§ Exercise prompt
Reproduce the webinar announcement below in full, with no changes.

KHAS ERC Performance and Politics Webinars – Danyel Ferrari
“Absolutely Vile” or “Powerful”: Immediate Memorialization and the Subject of “Empathy” in Art on Forced Migration
Speaker: Danyel M. Ferrari
Moderator: Berkem Yanıkcan
Time: Wednesday, November 3, 2021 at 7:30 pm Istanbul (GMT +3)
12.30 pm New York, 4.30 pm London, 5.30 pm Central European
Please register in advance for this webinar:
https://us02web.zoom.us/j/88677142380
Meeting ID: 886 7714 2380 Passcode: 234015
In the years following the summer of 2015, primarily regarded as the “deadliest summer” in forced migration, numerous artworks have appeared in response to migrant deaths at sea. Two, in particular, Ai Weiwei’s #safepassage and Christophe Büchel’s Barca Nostra, utilize similar modes of memorialization and share a problematic reliance on humanitarian discourses yet have been met with distinctly different public receptions. The sorting of these artworks into a polarized opposition between “vile” and opportunistic, on the one hand, and “powerful” and empathetic on the other, offers insights into how the visual discourse of feeling around art in response to such deaths is constructed and informs the subjectivities of their audiences. This presentation considers that the polar opposition between the “vile” and the “powerful” ascribed to these two artworks might arise not from differences in how they construct an image of “the refugee” but rather in how they facilitate the construction and representation of the viewer as a “moral” neoliberal subject of empathy (“IRL” and via social media).

(Stored records)

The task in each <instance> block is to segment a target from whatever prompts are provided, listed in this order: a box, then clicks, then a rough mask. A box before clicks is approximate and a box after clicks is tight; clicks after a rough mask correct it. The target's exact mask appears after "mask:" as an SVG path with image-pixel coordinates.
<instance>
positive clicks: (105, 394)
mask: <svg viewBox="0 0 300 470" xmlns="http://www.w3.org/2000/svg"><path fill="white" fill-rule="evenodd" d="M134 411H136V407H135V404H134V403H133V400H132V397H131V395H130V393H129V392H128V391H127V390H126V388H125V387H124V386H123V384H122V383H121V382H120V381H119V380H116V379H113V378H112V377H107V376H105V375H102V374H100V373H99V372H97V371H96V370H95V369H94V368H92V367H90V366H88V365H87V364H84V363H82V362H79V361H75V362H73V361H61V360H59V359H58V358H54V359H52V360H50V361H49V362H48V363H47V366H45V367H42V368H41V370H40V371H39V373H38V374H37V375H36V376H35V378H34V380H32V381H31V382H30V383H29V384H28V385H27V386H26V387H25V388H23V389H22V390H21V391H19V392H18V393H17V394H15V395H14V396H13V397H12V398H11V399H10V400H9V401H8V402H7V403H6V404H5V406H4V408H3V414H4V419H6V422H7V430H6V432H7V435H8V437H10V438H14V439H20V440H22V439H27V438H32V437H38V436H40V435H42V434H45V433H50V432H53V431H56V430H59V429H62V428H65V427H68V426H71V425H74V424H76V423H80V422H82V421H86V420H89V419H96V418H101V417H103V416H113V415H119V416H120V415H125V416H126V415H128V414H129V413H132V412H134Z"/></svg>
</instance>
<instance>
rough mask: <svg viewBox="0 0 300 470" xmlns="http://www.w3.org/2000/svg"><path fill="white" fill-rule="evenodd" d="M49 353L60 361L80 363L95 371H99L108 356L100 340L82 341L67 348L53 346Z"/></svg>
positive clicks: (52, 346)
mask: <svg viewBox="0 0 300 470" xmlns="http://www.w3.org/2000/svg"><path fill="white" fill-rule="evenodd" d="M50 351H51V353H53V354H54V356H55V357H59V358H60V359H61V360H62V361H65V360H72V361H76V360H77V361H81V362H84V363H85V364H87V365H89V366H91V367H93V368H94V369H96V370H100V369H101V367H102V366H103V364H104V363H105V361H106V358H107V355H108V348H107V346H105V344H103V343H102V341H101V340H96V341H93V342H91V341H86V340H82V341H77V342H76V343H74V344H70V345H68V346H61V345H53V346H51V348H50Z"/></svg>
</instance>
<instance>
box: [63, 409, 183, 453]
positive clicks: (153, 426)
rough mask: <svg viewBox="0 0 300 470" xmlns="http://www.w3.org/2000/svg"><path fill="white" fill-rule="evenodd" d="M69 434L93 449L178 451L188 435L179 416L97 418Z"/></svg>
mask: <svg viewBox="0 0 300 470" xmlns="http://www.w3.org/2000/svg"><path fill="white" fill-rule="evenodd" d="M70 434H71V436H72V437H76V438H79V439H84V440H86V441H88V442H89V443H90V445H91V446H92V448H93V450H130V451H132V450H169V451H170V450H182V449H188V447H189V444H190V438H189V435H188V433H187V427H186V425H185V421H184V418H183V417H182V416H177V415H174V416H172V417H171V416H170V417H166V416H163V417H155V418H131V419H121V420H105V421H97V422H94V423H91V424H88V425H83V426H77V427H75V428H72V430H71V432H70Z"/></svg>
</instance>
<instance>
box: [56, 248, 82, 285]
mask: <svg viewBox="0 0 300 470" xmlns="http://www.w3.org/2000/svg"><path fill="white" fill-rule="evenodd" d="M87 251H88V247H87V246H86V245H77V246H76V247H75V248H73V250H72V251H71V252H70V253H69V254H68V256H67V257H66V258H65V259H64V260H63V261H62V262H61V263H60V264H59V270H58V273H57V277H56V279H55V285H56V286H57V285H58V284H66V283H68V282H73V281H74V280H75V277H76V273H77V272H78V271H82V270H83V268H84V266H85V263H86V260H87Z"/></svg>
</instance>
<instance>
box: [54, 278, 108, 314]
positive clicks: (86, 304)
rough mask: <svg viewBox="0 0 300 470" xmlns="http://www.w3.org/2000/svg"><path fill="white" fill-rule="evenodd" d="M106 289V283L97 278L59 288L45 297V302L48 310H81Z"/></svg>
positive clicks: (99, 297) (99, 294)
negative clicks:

§ Answer section
KHAS ERC Performance and Politics Webinars – Danyel Ferrari
“Absolutely Vile” or “Powerful”: Immediate Memorialization and the Subject of “Empathy” in Art on Forced Migration
Speaker: Danyel M. Ferrari
Moderator: Berkem Yanıkcan
Time: Wednesday, November 3, 2021 at 7:30 pm Istanbul (GMT +3)
12.30 pm New York, 4.30 pm London, 5.30 pm Central European
Please register in advance for this webinar:
https://us02web.zoom.us/j/88677142380
Meeting ID: 886 7714 2380 Passcode: 234015
In the years following the summer of 2015, primarily regarded as the “deadliest summer” in forced migration, numerous artworks have appeared in response to migrant deaths at sea. Two, in particular, Ai Weiwei’s #safepassage and Christophe Büchel’s Barca Nostra, utilize similar modes of memorialization and share a problematic reliance on humanitarian discourses yet have been met with distinctly different public receptions. The sorting of these artworks into a polarized opposition between “vile” and opportunistic, on the one hand, and “powerful” and empathetic on the other, offers insights into how the visual discourse of feeling around art in response to such deaths is constructed and informs the subjectivities of their audiences. This presentation considers that the polar opposition between the “vile” and the “powerful” ascribed to these two artworks might arise not from differences in how they construct an image of “the refugee” but rather in how they facilitate the construction and representation of the viewer as a “moral” neoliberal subject of empathy (“IRL” and via social media).